● WHAT THE TASK ASKS: Skip the pictures. Repeat everything else in the records word for word.

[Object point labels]
================

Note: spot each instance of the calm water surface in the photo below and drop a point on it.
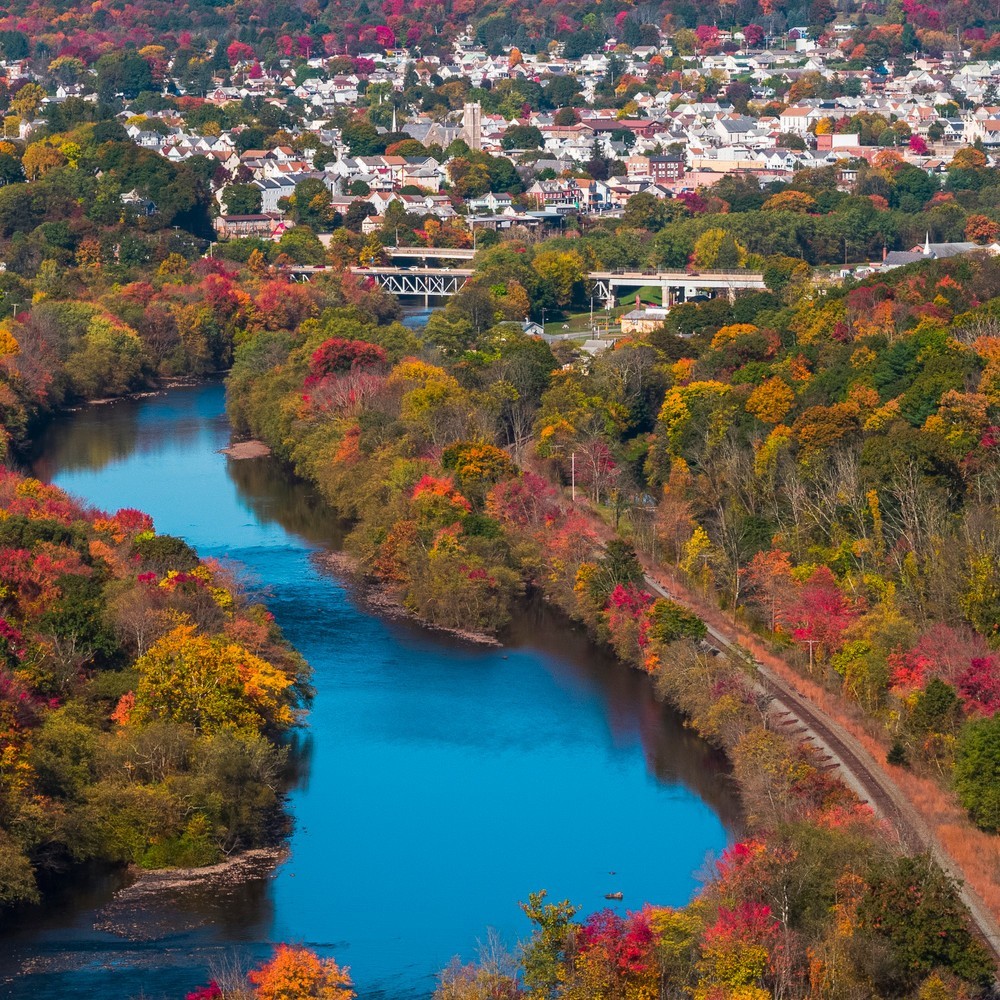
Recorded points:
(441, 783)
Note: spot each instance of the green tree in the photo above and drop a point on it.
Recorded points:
(546, 954)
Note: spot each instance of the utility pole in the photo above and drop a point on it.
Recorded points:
(810, 643)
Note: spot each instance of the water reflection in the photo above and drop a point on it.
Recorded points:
(438, 783)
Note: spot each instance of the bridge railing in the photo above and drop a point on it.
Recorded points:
(703, 273)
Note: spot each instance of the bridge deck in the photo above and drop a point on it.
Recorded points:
(703, 279)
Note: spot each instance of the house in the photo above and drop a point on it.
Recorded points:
(495, 204)
(644, 319)
(664, 169)
(140, 204)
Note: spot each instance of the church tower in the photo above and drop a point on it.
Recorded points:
(472, 125)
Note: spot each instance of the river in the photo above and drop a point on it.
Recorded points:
(440, 782)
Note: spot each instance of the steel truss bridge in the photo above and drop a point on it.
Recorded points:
(426, 281)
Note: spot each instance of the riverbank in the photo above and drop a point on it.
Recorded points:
(382, 600)
(150, 908)
(923, 817)
(415, 741)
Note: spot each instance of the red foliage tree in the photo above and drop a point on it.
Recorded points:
(979, 685)
(820, 613)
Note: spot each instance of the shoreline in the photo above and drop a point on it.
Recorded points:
(380, 600)
(242, 450)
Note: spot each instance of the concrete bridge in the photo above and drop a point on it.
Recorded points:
(675, 286)
(425, 280)
(419, 281)
(429, 253)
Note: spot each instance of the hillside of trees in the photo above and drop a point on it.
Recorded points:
(84, 34)
(143, 699)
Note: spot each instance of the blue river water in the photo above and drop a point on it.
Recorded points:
(440, 782)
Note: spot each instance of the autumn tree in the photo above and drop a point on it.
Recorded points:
(299, 974)
(981, 229)
(211, 683)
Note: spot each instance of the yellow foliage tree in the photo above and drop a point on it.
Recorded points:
(771, 401)
(210, 683)
(300, 974)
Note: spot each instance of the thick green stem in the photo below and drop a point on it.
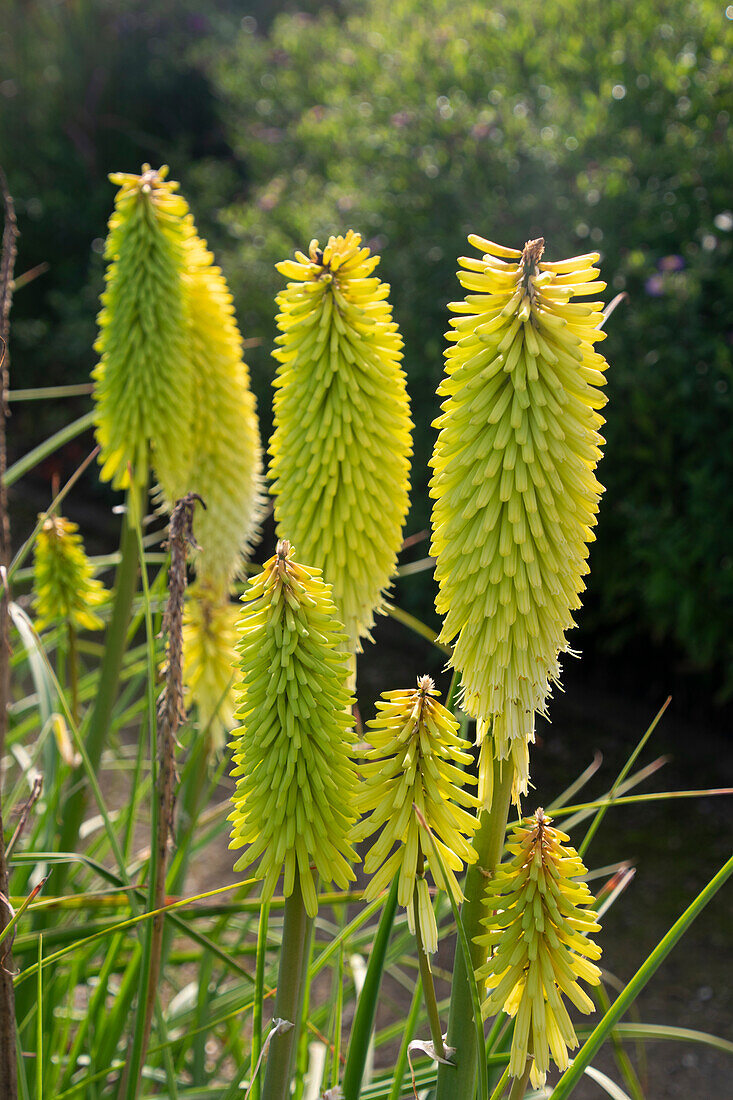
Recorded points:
(363, 1021)
(259, 997)
(126, 583)
(520, 1084)
(73, 672)
(459, 1080)
(297, 927)
(428, 986)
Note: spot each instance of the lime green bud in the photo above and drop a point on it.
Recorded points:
(416, 761)
(144, 387)
(514, 485)
(538, 931)
(64, 585)
(209, 645)
(227, 470)
(294, 803)
(342, 430)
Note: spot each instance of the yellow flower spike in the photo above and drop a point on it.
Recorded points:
(538, 927)
(209, 645)
(227, 471)
(296, 782)
(514, 485)
(64, 586)
(340, 450)
(143, 381)
(415, 760)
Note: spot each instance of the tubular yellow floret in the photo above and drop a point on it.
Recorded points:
(227, 469)
(514, 485)
(143, 381)
(340, 450)
(294, 803)
(538, 933)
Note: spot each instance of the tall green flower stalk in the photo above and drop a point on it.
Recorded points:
(227, 471)
(341, 444)
(296, 782)
(515, 505)
(416, 762)
(65, 591)
(227, 474)
(144, 384)
(515, 491)
(538, 926)
(143, 400)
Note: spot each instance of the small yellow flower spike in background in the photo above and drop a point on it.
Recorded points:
(294, 803)
(415, 761)
(515, 492)
(65, 590)
(341, 444)
(538, 931)
(143, 382)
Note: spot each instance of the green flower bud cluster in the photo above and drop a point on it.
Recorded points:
(514, 485)
(538, 931)
(416, 760)
(173, 392)
(64, 586)
(340, 450)
(296, 782)
(227, 470)
(144, 385)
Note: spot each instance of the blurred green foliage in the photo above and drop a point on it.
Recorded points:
(417, 121)
(594, 125)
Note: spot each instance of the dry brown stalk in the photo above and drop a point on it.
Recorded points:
(171, 713)
(8, 1067)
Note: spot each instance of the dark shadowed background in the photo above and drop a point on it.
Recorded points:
(599, 127)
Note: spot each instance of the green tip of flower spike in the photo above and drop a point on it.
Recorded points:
(209, 637)
(416, 760)
(227, 472)
(64, 586)
(294, 803)
(340, 450)
(514, 485)
(538, 931)
(143, 381)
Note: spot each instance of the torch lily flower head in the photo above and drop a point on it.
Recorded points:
(340, 449)
(515, 491)
(64, 586)
(538, 932)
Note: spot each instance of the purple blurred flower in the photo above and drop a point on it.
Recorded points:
(655, 286)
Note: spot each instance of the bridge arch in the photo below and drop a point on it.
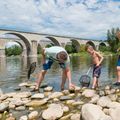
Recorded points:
(76, 44)
(91, 43)
(26, 46)
(55, 41)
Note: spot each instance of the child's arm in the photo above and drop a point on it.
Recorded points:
(101, 58)
(43, 55)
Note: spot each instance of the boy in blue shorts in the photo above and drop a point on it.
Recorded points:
(118, 70)
(59, 55)
(97, 60)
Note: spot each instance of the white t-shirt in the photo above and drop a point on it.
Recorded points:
(53, 51)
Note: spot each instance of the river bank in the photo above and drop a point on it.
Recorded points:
(82, 103)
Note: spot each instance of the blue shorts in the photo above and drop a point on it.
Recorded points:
(118, 62)
(48, 63)
(96, 71)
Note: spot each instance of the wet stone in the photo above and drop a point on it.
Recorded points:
(63, 98)
(17, 88)
(3, 107)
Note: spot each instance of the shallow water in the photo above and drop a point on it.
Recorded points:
(13, 70)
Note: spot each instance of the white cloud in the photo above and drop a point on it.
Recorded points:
(78, 18)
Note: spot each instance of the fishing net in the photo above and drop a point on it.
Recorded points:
(85, 80)
(31, 69)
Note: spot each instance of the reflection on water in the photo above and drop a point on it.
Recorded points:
(13, 70)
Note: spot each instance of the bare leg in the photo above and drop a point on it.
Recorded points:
(95, 82)
(118, 74)
(40, 78)
(64, 77)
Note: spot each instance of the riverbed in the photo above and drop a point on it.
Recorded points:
(13, 70)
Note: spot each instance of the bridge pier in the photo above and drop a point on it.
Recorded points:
(24, 53)
(34, 48)
(2, 52)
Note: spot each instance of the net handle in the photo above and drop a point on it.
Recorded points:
(88, 71)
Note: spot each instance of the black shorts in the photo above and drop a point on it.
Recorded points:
(96, 71)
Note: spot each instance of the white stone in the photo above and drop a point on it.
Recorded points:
(65, 109)
(33, 115)
(113, 105)
(56, 95)
(54, 112)
(93, 112)
(36, 103)
(89, 93)
(78, 103)
(66, 117)
(23, 84)
(115, 113)
(94, 99)
(23, 117)
(75, 117)
(38, 96)
(3, 97)
(48, 89)
(20, 108)
(104, 101)
(22, 95)
(69, 102)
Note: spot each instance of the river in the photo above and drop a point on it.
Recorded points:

================

● RESPONSE:
Note: spot each instance of the calm water surface in the photo below and drop a point on it.
Recorded points:
(441, 783)
Note: spot each instance of the green tree in the photo above and drop a point on it.
Recorded points:
(546, 954)
Note: spot each instance of the utility pole in the photo above and drop a point on it.
Recorded points:
(810, 643)
Note: spot each instance of the water reflection in the photo above and drop a point on it.
Recorded points:
(438, 783)
Note: spot each instance of the bridge railing in the photo above and drop a point on it.
Recorded points:
(703, 273)
Note: spot each instance of the bridge deck in the photo above and drop a point on it.
Recorded points:
(703, 279)
Note: spot each instance of the house in the photo above and drop a point on it.
Recorded points:
(495, 204)
(644, 319)
(664, 169)
(140, 204)
Note: spot each instance of the church tower in the photo above and drop a point on it.
Recorded points:
(472, 125)
Note: spot each instance of the river in the photo above and drop a point on it.
Recorded points:
(440, 782)
Note: spot each instance of the steel truss bridge in the photo above and drop a point on it.
Recorded points:
(426, 281)
Note: spot each instance of the riverbank in the photo above and drop a point on it.
Recorded points:
(382, 600)
(150, 908)
(923, 817)
(415, 741)
Note: spot each instance of the red foliage tree in the photo above and drop a point on it.
Recorded points:
(979, 685)
(820, 613)
Note: spot each instance of the shoreline in the photo above and drop a point on it.
Recorded points:
(380, 600)
(242, 450)
Note: spot each instance of the concrete bridge in the photo above and drop a point on it.
Recorded points:
(675, 286)
(425, 280)
(419, 281)
(429, 253)
Note: spot each instance of the hillside of trees in the photo above and drop a point on it.
Recorded points:
(84, 34)
(143, 699)
Note: spot each instance of the blue river water in the photo above and drop a point on it.
Recorded points:
(440, 782)
Note: spot each instance of the autumn tree in the photo above and drop a point on it.
Recorded points:
(299, 974)
(981, 229)
(211, 683)
Note: spot each instance of the yellow foliage tree in the photo above and drop a point on it.
Recorded points:
(771, 401)
(210, 683)
(300, 974)
Note: spot each instance of the thick green stem in the photo below and drop a point on it.
Recorded points:
(363, 1021)
(259, 997)
(126, 583)
(520, 1084)
(73, 672)
(459, 1080)
(297, 927)
(428, 986)
Note: spot each instance of the lime green bud in the photo above and drop a point on it.
Recorded points:
(416, 761)
(144, 387)
(514, 485)
(538, 931)
(64, 585)
(209, 645)
(227, 470)
(294, 803)
(342, 430)
Note: spot each instance of the yellow flower spike in the photo above and drop a point on it.
Recorded points:
(538, 927)
(209, 645)
(227, 471)
(296, 782)
(514, 485)
(64, 586)
(340, 450)
(143, 381)
(415, 760)
Note: spot each instance of the tubular yellow floret in the photo above and drop a point on it.
Recorded points:
(227, 469)
(514, 485)
(143, 381)
(340, 450)
(294, 803)
(538, 933)
Note: spot each instance of the tall green flower stalk in the photo above and drop a point on it.
Recorded points:
(227, 471)
(341, 444)
(296, 782)
(515, 505)
(416, 762)
(65, 591)
(227, 474)
(144, 384)
(515, 491)
(538, 926)
(143, 400)
Note: spot each instance of the small yellow flower spike in background in the photo above and drop a point on it.
Recorded points:
(294, 803)
(415, 761)
(515, 492)
(65, 590)
(341, 444)
(538, 931)
(143, 382)
Note: spot each instance of the green flower bud cluster in the photo above and drop a point on it.
Recorded points:
(514, 485)
(538, 931)
(416, 760)
(173, 392)
(64, 586)
(340, 450)
(296, 782)
(227, 470)
(144, 385)
Note: spot each instance of the blurred green foliage in the photo above and drop a point on it.
Recorded points:
(417, 121)
(594, 125)
Note: spot each instance of the dry brown stalk in the photo above and drop a point on it.
Recorded points:
(171, 713)
(8, 1067)
Note: spot each instance of the dark shadowed background in the photo above and drop a point on it.
Recorded points:
(599, 127)
Note: spot each instance of the green tip of flower spike in the photo above and drop a point on it.
Recorded points:
(209, 637)
(416, 760)
(227, 472)
(64, 586)
(294, 803)
(340, 450)
(514, 485)
(538, 931)
(143, 381)
Note: spot each instance of the torch lily flower head in the photo above and drop a point on it.
Recorded points:
(340, 449)
(515, 491)
(64, 586)
(538, 932)
Note: spot each instance of the purple blurred flower in the photo above and drop a point on it.
Recorded points:
(655, 286)
Note: spot each instance of the bridge arch in the photo below and drop a point on it.
Recorded points:
(76, 44)
(91, 43)
(26, 46)
(55, 41)
Note: spot each instance of the child's arm in the photo above and drop a point on it.
Recorded points:
(101, 58)
(43, 55)
Note: spot each instance of the boy in blue shorts in the photo above and drop a point on it.
Recorded points:
(118, 70)
(59, 55)
(97, 60)
Note: spot each instance of the white t-shirt in the photo above and drop a point on it.
Recorded points:
(53, 51)
Note: spot each instance of the river bank in the photo above and drop a point on it.
Recorded points:
(82, 103)
Note: spot each instance of the blue shorts in the photo above and drop a point on it.
Recorded points:
(118, 62)
(48, 63)
(96, 71)
Note: spot each instance of the wet stone in the photo above and drop a point on it.
Recorded points:
(63, 98)
(17, 88)
(3, 107)
Note: spot each instance of the shallow water in the photo above and drop a point on it.
Recorded points:
(13, 70)
Note: spot each instance of the white cloud in the photo above and drop a point on it.
Recorded points:
(78, 18)
Note: spot each instance of the fishing net in the photo above and drop a point on it.
Recorded points:
(85, 80)
(31, 69)
Note: spot each instance of the reflection on water in the photo above and drop a point on it.
Recorded points:
(13, 70)
Note: spot each instance of the bare leg in the photo above and drop a point on it.
Recorded points:
(95, 82)
(118, 74)
(40, 78)
(64, 77)
Note: spot each instance of the riverbed in the photo above and drop a point on it.
Recorded points:
(13, 70)
Note: spot each instance of the bridge pier in the photo above and drop a point on it.
Recorded points:
(24, 53)
(34, 48)
(2, 52)
Note: spot each instance of the net handle in the photo above and drop a point on it.
Recorded points:
(88, 71)
Note: spot each instance of the black shorts in the photo above and drop a point on it.
Recorded points:
(96, 71)
Note: spot each instance of the white stone in the photo above and drop a point on it.
Recorded points:
(65, 109)
(33, 115)
(113, 105)
(56, 95)
(54, 112)
(93, 112)
(36, 103)
(89, 93)
(78, 103)
(66, 117)
(23, 84)
(115, 113)
(94, 99)
(23, 117)
(75, 117)
(38, 96)
(3, 97)
(48, 89)
(20, 108)
(104, 101)
(22, 95)
(69, 102)
Note: spot each instance of the river in the photo above and drop a point on it.
Recorded points:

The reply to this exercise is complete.